(Provided information)
=======
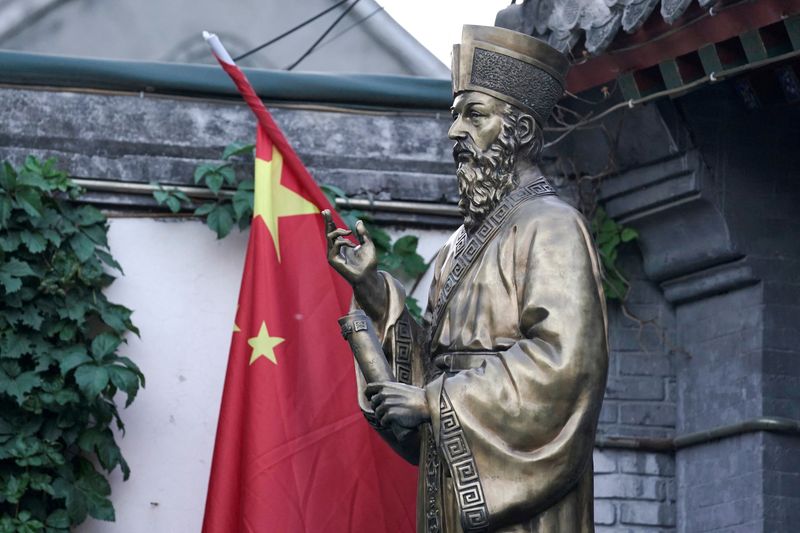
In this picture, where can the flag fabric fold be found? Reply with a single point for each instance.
(293, 452)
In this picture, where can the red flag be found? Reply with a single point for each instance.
(293, 452)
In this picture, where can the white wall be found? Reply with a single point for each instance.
(183, 285)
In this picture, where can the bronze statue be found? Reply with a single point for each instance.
(498, 393)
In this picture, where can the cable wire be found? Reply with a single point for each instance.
(321, 37)
(290, 31)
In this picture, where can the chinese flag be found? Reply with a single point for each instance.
(293, 452)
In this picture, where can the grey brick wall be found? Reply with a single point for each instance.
(635, 491)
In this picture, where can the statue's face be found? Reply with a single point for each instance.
(485, 151)
(477, 116)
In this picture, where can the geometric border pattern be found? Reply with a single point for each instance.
(464, 471)
(402, 350)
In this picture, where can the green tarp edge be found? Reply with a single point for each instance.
(360, 90)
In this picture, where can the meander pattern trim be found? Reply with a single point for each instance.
(466, 481)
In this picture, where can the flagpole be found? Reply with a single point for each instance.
(268, 124)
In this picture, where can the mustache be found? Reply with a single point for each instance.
(465, 146)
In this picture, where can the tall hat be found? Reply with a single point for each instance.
(514, 67)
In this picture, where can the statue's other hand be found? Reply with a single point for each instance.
(398, 404)
(352, 262)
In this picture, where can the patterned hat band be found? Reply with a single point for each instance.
(510, 66)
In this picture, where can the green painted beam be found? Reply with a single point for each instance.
(356, 90)
(753, 46)
(709, 58)
(792, 25)
(671, 74)
(629, 87)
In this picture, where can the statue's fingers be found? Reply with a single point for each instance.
(337, 245)
(330, 225)
(337, 232)
(363, 234)
(372, 389)
(391, 416)
(375, 387)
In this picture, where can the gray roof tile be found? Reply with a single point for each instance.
(562, 22)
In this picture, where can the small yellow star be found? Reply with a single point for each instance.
(263, 345)
(273, 200)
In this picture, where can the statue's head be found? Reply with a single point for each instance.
(505, 85)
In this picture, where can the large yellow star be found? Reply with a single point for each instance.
(273, 200)
(263, 345)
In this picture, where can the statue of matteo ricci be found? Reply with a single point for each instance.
(498, 393)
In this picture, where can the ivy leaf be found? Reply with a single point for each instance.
(35, 242)
(30, 316)
(15, 487)
(13, 346)
(237, 148)
(10, 242)
(214, 180)
(52, 236)
(104, 344)
(91, 379)
(628, 234)
(58, 519)
(205, 209)
(5, 210)
(125, 380)
(11, 271)
(15, 267)
(82, 246)
(95, 490)
(220, 220)
(8, 177)
(72, 359)
(20, 385)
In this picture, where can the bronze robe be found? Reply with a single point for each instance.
(509, 446)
=======
(Exercise prompt) Retype the whole listing exactly and leave the pictures out.

(Output below)
In this picture, where can the flag fabric fold be found? Reply with a single point for each instance.
(293, 452)
In this picture, where can the red flag be found? Reply with a single point for each instance.
(293, 452)
In this picture, where can the white wall be found? Reply with a single point for each instance.
(183, 285)
In this picture, where can the bronze statue be found? Reply with a single point for each instance.
(498, 393)
In this picture, where can the cable wire be found? Reply with a single point for each instance.
(321, 37)
(290, 31)
In this picture, where can the chinese flag be found? Reply with a single point for each instance.
(293, 452)
In this picture, where can the grey brick wall be found? Reply with a single point for each instance.
(635, 491)
In this picture, where can the statue's face be found? Reply with a single point for each instance.
(485, 151)
(477, 116)
In this picture, where can the geometric border pattern be found? Reply with a single point for each instance.
(464, 471)
(402, 350)
In this picture, where can the green tarp edge be found? Reply with a single point for each instance.
(360, 90)
In this picture, where can the meander pattern trim be found? Reply with a single point for each instance.
(466, 481)
In this picture, where can the flagpole be found? Reply with a single point for each instance.
(268, 124)
In this picture, where can the mustache be found? Reply with a single point for each instance.
(465, 146)
In this picture, where can the tall hat be found? Reply with a single point for each instance.
(514, 67)
In this picture, where can the statue's other hand be found? Reply with a single point for each instance.
(398, 404)
(352, 262)
In this picture, where can the patterned hat band be found? Reply with a single point for each instance.
(510, 66)
In this picture, where can the green painted beam be found? Reply with a single point for each instance.
(356, 90)
(753, 46)
(709, 58)
(792, 25)
(671, 74)
(629, 87)
In this picture, where can the statue's fingers be found? Reply with a single point for each instance.
(337, 245)
(330, 225)
(337, 232)
(363, 234)
(372, 389)
(391, 416)
(375, 387)
In this picture, where can the gray roof tile be found? Reply with a single point for each instance.
(562, 22)
In this picture, where can the small yellow star be found? Reply with a single point for each instance.
(263, 345)
(273, 200)
In this picture, where can the statue's head be found? Reply with a single point for each instance.
(505, 85)
In this picture, where can the large yellow star be found? Reply with a single point for each instance.
(273, 200)
(263, 345)
In this picture, where can the statue of matteo ricci be found? Reply with a single point for each instance.
(498, 393)
In this picture, where can the ivy leaf be found? Reply with a single point for each instance.
(35, 242)
(30, 316)
(15, 487)
(13, 346)
(237, 148)
(10, 242)
(214, 180)
(52, 236)
(104, 344)
(91, 379)
(628, 234)
(58, 519)
(205, 209)
(5, 210)
(125, 380)
(11, 271)
(15, 267)
(82, 246)
(95, 490)
(220, 220)
(8, 177)
(72, 359)
(20, 385)
In this picture, where can the bronze robe be found? Reply with a single point for each instance.
(509, 446)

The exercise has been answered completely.